Remember Colin Kaepernick? How could you forget? He’s the only professional football player who seems to cast a longer shadow when he’s on one knee than when he’s standing behind the line of scrimmage. His action and the movement for which he stands have provided NFL proceedings with a low level of controversy since 2016, which seems to shift back and forth from background noise to the center of attention a few times a year when someone like Jay-Z partners with the NFL or Rihanna turns down a Super Bowl performance. Kaepernick made headlines again in November 2019 when he participated in a workout for several NFL teams, assumedly in the hopes to prove that he still has what it takes to perform as a high-level professional quarterback. But how did we get here? Why did the simple action of taking a knee prove so resonant that I could write a blog post about it over three years later?
The answer has to do with meaning making and symbol management – semiotics, as the discipline has come to be called. The semiotics of Charles Sanders Peirce, in particular, provide a helpful rubric for organizing the shifting symbolic activity involved in this case study. Peirce understood all human cognitive activity to take a tripartite structure; to consist of a physical manifestation, which he called a representamen, to stand for something other than the representamen, which he called an object, and for these two to be associated with one another through the action of an “interpretant” (Chandler 2017). These three components of symbolic activity are frequently diagrammed as such:
Peirce’s semiotics provides a way to organize the symbolic activity, not necessarily to provide new insight. However, in the case of Kaepernick, organizing the semiotic process is exactly what we need.
Star Spangled Signs
The symbolic story of Colin Kaepernick begins centuries ago. In 1814, Francis Scott Key wrote what would become America’s national anthem to commemorate the resilience of Fort McHenry after being bombed by the British in the War of 1812. Representamen: song. Object: the bombing of Ft. McHenry. Interpretant: Living memory.
It was a century later, however, in 1916, that the Star Spangled Banner began to be used as the National Anthem. Woodrow Wilson signed an executive order that assigned new meaning to the song for the American military (Klein 2014). While it took 15 years for this order to actually be signed into law, it indicated an important semiotic shift: while the of song remained the same, the object shifted toward the ideal of national identity through the interpretant of governmental propaganda.

● **DATA EXCERPT**
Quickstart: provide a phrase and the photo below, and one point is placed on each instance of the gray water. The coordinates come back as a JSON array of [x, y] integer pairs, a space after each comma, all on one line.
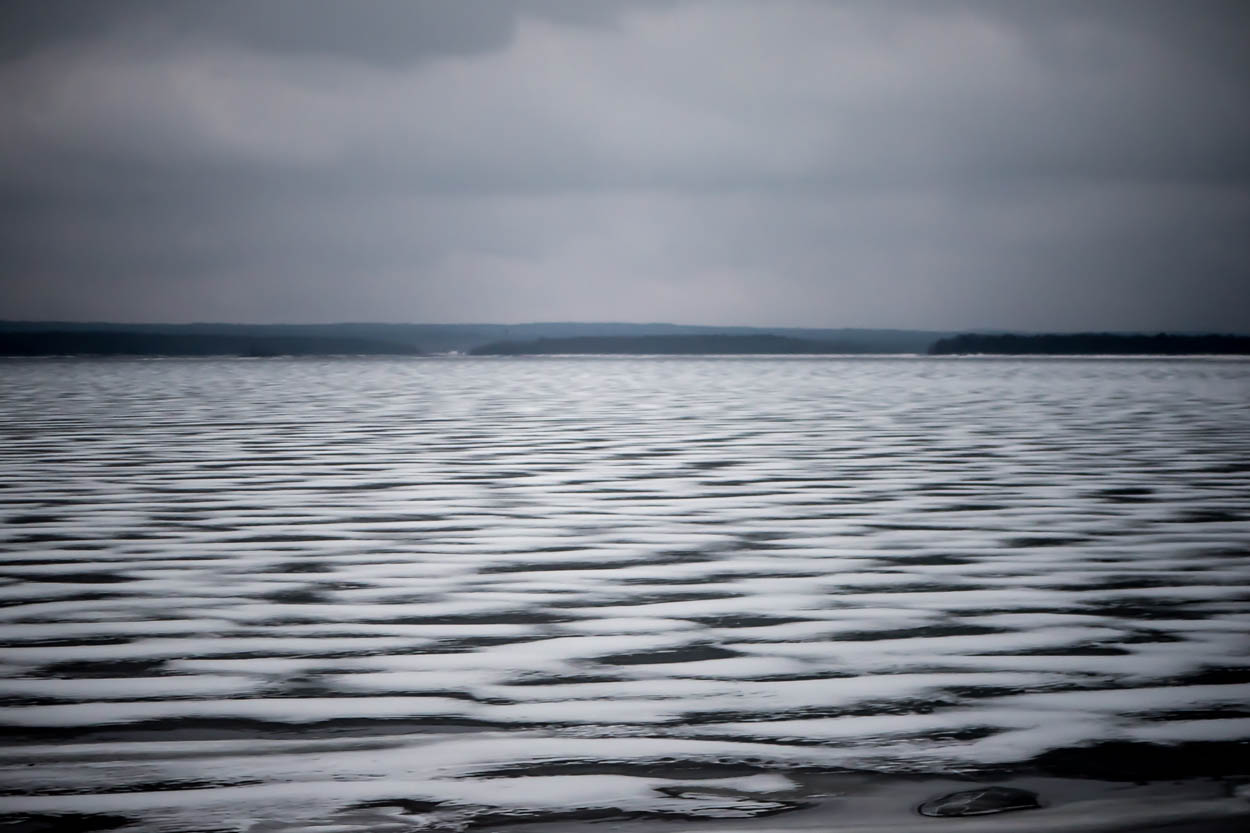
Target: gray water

● **WHAT YOU ARE ASKED TO DO**
Please write out again the part of the Colin Kaepernick text that opens with the words "Star Spangled Signs" and closes with "Interpretant: Living memory.", swapping "commemorate" for "honor".

● **ANSWER TO THE PROBLEM**
Star Spangled Signs
The symbolic story of Colin Kaepernick begins centuries ago. In 1814, Francis Scott Key wrote what would become America’s national anthem to honor the resilience of Fort McHenry after being bombed by the British in the War of 1812. Representamen: song. Object: the bombing of Ft. McHenry. Interpretant: Living memory.